**Document passage**
___
No changes since 2.0rc1.

## 2.0rc1 (2016-04-04)

This release focuses on shedding confusing code branches & deprecated cruft.

* Breaking Changes
    * Renamed/changed the type of `TLDExtract` constructor param
      `suffix_list_url`
        * It used to take a `str` or iterable. Its replacement,
          `suffix_list_urls` only takes an iterable. This better communicates
          that it tries a _sequence_ of URLs, in order. To only try 1 URL, pass
          an iterable with exactly 1 URL `str`.
    * Serialize the local cache of the remote PSL as JSON (no more `pickle`) - [#81](https://github.com/john-kurkowski/tldextract/issues/81)
        * This should be a transparent upgrade for most users.
        * However, if you're configured to _only_ read from your local cache
          file, no other sources or fallbacks, the new version will be unable
          to read the old cache format, and an error will be raised.
    * Remove deprecated code
        * `TLDExtract`'s `fetch` param. To disable live HTTP requests for the
          latest PSL, instead pass `suffix_list_urls=None`.
        * `ExtractResult.tld` property. Use `ExtractResult.suffix` instead.
    * Moved code
        * Split `tldextract.tldextract` into a few files.
            * The official public interface of this package comes via `import
              tldextract`. But if you were relying on direct import from
              `tldextract.tldextract` anyway, those imports may have moved.
            * You can run the package `python -m tldextract` for the same
              effect as the included `tldextract` console script. This used to
              be `python -m tldextract.tldextract`.
* Misc.
    * Use `requests` instead of `urllib` - [#89](https://github.com/john-kurkowski/tldextract/issues/89)
        * As a side-effect, this fixes [#93](https://github.com/john-kurkowski/tldextract/pull/93).

## 1.7.5 (2016-02-07)

* Bugfixes
    * Support possible gzipped PSL response - [#88](https://github.com/john-kurkowski/tldextract/pull/88)
___
**Rows**
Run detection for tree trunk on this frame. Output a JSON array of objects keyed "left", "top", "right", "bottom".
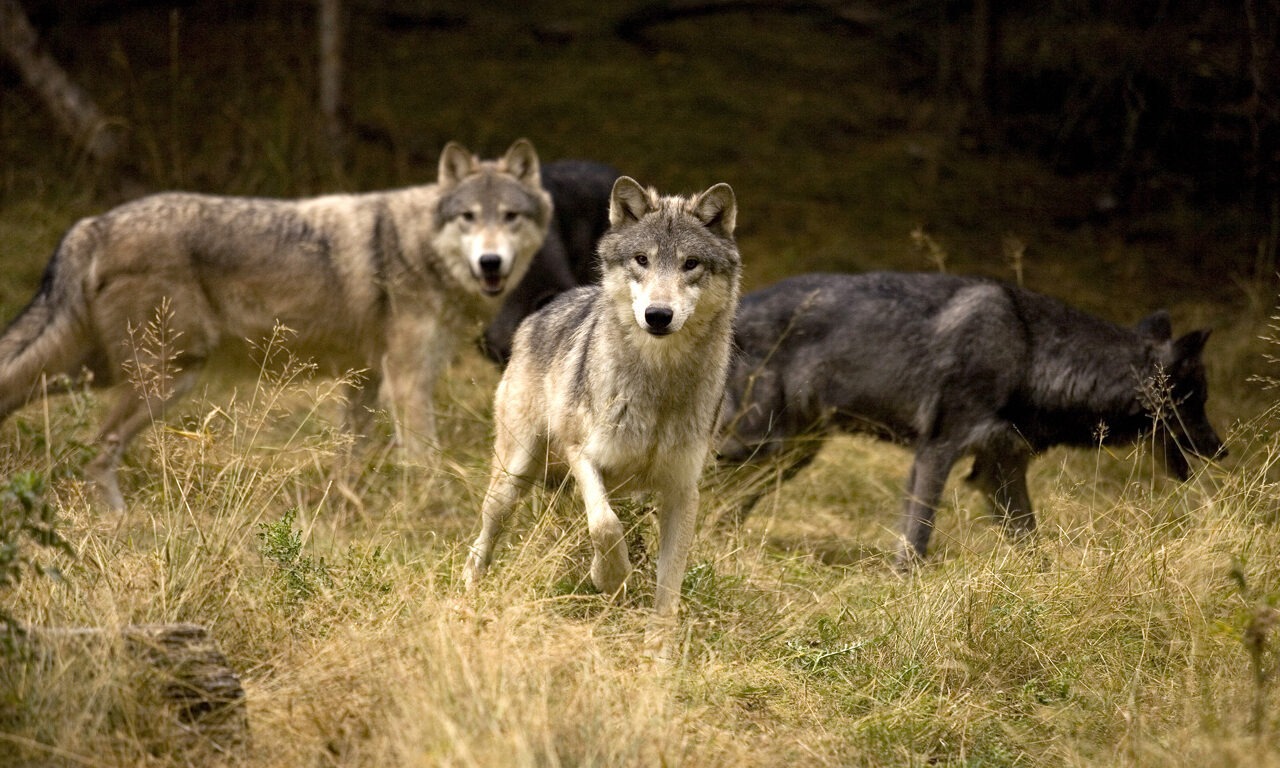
[{"left": 317, "top": 0, "right": 347, "bottom": 172}]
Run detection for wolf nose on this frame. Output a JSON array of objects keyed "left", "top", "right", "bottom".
[{"left": 644, "top": 306, "right": 676, "bottom": 330}]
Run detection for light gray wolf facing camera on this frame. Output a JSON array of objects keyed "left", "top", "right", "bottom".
[
  {"left": 719, "top": 273, "right": 1225, "bottom": 568},
  {"left": 465, "top": 177, "right": 741, "bottom": 642},
  {"left": 0, "top": 140, "right": 552, "bottom": 508}
]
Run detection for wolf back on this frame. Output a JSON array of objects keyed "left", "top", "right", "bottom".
[
  {"left": 0, "top": 140, "right": 552, "bottom": 507},
  {"left": 719, "top": 273, "right": 1222, "bottom": 567}
]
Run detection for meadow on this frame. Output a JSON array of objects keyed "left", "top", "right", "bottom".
[{"left": 0, "top": 1, "right": 1280, "bottom": 767}]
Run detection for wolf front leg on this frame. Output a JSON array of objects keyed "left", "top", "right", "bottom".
[
  {"left": 570, "top": 451, "right": 631, "bottom": 595},
  {"left": 462, "top": 431, "right": 535, "bottom": 589},
  {"left": 644, "top": 473, "right": 700, "bottom": 662}
]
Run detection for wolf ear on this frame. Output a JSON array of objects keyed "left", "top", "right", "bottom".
[
  {"left": 439, "top": 141, "right": 476, "bottom": 187},
  {"left": 1134, "top": 310, "right": 1174, "bottom": 342},
  {"left": 694, "top": 183, "right": 737, "bottom": 239},
  {"left": 502, "top": 138, "right": 543, "bottom": 188},
  {"left": 609, "top": 177, "right": 652, "bottom": 229}
]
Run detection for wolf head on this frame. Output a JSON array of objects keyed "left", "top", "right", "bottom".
[
  {"left": 1137, "top": 311, "right": 1226, "bottom": 480},
  {"left": 599, "top": 177, "right": 742, "bottom": 339},
  {"left": 435, "top": 138, "right": 552, "bottom": 296}
]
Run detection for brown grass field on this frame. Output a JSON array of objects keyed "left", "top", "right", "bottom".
[{"left": 0, "top": 1, "right": 1280, "bottom": 767}]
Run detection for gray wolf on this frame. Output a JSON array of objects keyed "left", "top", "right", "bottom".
[
  {"left": 719, "top": 273, "right": 1225, "bottom": 568},
  {"left": 481, "top": 160, "right": 622, "bottom": 365},
  {"left": 465, "top": 177, "right": 741, "bottom": 642},
  {"left": 0, "top": 140, "right": 552, "bottom": 508}
]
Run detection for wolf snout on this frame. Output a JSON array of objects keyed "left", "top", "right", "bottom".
[
  {"left": 480, "top": 253, "right": 503, "bottom": 293},
  {"left": 644, "top": 305, "right": 676, "bottom": 335}
]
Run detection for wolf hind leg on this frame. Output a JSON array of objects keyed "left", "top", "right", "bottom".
[
  {"left": 896, "top": 442, "right": 960, "bottom": 571},
  {"left": 84, "top": 361, "right": 200, "bottom": 512},
  {"left": 965, "top": 435, "right": 1036, "bottom": 541}
]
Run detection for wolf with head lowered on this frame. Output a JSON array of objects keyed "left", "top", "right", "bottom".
[
  {"left": 0, "top": 140, "right": 552, "bottom": 508},
  {"left": 719, "top": 273, "right": 1225, "bottom": 568},
  {"left": 465, "top": 177, "right": 741, "bottom": 647}
]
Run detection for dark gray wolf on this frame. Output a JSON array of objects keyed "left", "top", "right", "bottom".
[
  {"left": 483, "top": 160, "right": 622, "bottom": 365},
  {"left": 465, "top": 177, "right": 741, "bottom": 652},
  {"left": 719, "top": 273, "right": 1224, "bottom": 568},
  {"left": 0, "top": 140, "right": 552, "bottom": 508}
]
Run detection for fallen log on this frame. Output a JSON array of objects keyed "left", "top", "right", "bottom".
[{"left": 0, "top": 623, "right": 248, "bottom": 754}]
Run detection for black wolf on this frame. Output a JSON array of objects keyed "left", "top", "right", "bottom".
[
  {"left": 481, "top": 160, "right": 622, "bottom": 365},
  {"left": 719, "top": 273, "right": 1225, "bottom": 568}
]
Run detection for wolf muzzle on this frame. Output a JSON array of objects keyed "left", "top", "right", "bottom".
[
  {"left": 480, "top": 253, "right": 504, "bottom": 296},
  {"left": 644, "top": 305, "right": 676, "bottom": 335}
]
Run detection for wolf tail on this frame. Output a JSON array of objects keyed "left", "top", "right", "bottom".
[{"left": 0, "top": 221, "right": 93, "bottom": 421}]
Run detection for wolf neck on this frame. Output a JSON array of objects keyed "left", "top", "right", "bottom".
[{"left": 384, "top": 186, "right": 506, "bottom": 323}]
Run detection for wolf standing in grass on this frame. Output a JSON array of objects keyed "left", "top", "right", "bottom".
[
  {"left": 465, "top": 177, "right": 741, "bottom": 642},
  {"left": 0, "top": 140, "right": 552, "bottom": 508},
  {"left": 719, "top": 273, "right": 1224, "bottom": 568}
]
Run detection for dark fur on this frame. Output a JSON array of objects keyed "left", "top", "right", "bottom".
[
  {"left": 481, "top": 160, "right": 622, "bottom": 365},
  {"left": 719, "top": 273, "right": 1224, "bottom": 566}
]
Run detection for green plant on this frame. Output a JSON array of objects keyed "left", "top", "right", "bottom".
[{"left": 257, "top": 507, "right": 333, "bottom": 604}]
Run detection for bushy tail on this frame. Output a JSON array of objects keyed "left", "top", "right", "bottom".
[{"left": 0, "top": 223, "right": 93, "bottom": 420}]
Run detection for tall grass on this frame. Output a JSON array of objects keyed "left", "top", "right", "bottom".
[{"left": 0, "top": 312, "right": 1280, "bottom": 765}]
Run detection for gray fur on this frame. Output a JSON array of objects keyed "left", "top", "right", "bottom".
[
  {"left": 0, "top": 140, "right": 552, "bottom": 507},
  {"left": 719, "top": 273, "right": 1225, "bottom": 567},
  {"left": 466, "top": 177, "right": 741, "bottom": 652}
]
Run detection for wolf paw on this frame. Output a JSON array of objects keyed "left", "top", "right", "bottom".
[{"left": 591, "top": 550, "right": 631, "bottom": 595}]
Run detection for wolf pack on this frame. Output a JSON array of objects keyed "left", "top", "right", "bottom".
[{"left": 0, "top": 140, "right": 1225, "bottom": 652}]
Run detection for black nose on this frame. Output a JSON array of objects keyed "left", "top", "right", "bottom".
[{"left": 644, "top": 306, "right": 676, "bottom": 330}]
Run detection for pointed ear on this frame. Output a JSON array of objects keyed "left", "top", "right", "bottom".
[
  {"left": 439, "top": 141, "right": 476, "bottom": 187},
  {"left": 694, "top": 183, "right": 737, "bottom": 239},
  {"left": 502, "top": 138, "right": 543, "bottom": 187},
  {"left": 609, "top": 177, "right": 652, "bottom": 229},
  {"left": 1134, "top": 310, "right": 1174, "bottom": 342},
  {"left": 1174, "top": 328, "right": 1211, "bottom": 361}
]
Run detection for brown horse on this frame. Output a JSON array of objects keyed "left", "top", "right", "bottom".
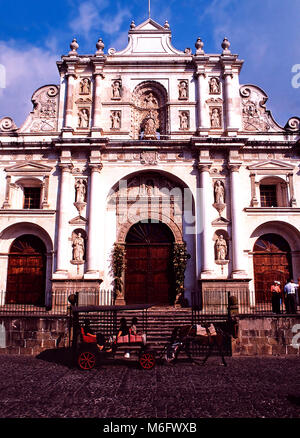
___
**Tasks and exercises**
1 - Give back, word for word, the entries from the line containing "Run detection for wolf pack" through the final line of the entries, including both ends. Leave the pictures out.
2 - Write the next part of the tldextract changelog, starting right after its last line.

**Results by task**
1 -
Run detection for wolf pack on this frame. Output a JSON array of objects keyed "left", "top", "right", "bottom".
[{"left": 0, "top": 140, "right": 1225, "bottom": 652}]
Run detection for black nose on this frame. Output a JSON array of objects keyed "left", "top", "right", "bottom".
[{"left": 644, "top": 306, "right": 676, "bottom": 330}]
Run detection for pointed ear on this frame. Output a JSON array of objects keyed "left", "top", "right", "bottom".
[
  {"left": 439, "top": 141, "right": 476, "bottom": 187},
  {"left": 694, "top": 183, "right": 737, "bottom": 239},
  {"left": 502, "top": 138, "right": 543, "bottom": 187},
  {"left": 609, "top": 177, "right": 652, "bottom": 229},
  {"left": 1134, "top": 310, "right": 1174, "bottom": 342},
  {"left": 1174, "top": 328, "right": 1211, "bottom": 361}
]
Run detection for brown horse on this frame. Output a JSON array of objects keyed "left", "top", "right", "bottom".

2 -
## 1.7.4 (2015-12-26)

* Bugfixes
    * Fix potential for `UnicodeEncodeError` with info log - [#85](https://github.com/john-kurkowski/tldextract/pull/85)

## 1.7.3 (2015-12-12)

* Bugfixes
    * Support IDNA2008 - [#82](https://github.com/john-kurkowski/tldextract/pull/82)
* Misc.
    * Ease running scripts during local development

## 1.7.2 (2015-11-28)

* Bugfixes
    * Domain parsing fails with trailing spaces - [#75](https://github.com/john-kurkowski/tldextract/pull/75)
    * Update to latest, direct PSL links - [#77](https://github.com/john-kurkowski/tldextract/pull/77)
* Misc.
    * Update bundled PSL snapshot
    * Require requirements.txt for local development
    * Enforce linting via the test suite - [#79](https://github.com/john-kurkowski/tldextract/pull/79)
    * Switch to py.test runner - [#80](https://github.com/john-kurkowski/tldextract/pull/80)
    * No longer distribute tests. No mention of `test_suite` in setup.py. CI is
      handled centrally now, on this project's GitHub.

## 1.7.1 (2015-08-22)

Fix publishing mistake with 1.7.0.

## 1.7.0 (2015-08-22)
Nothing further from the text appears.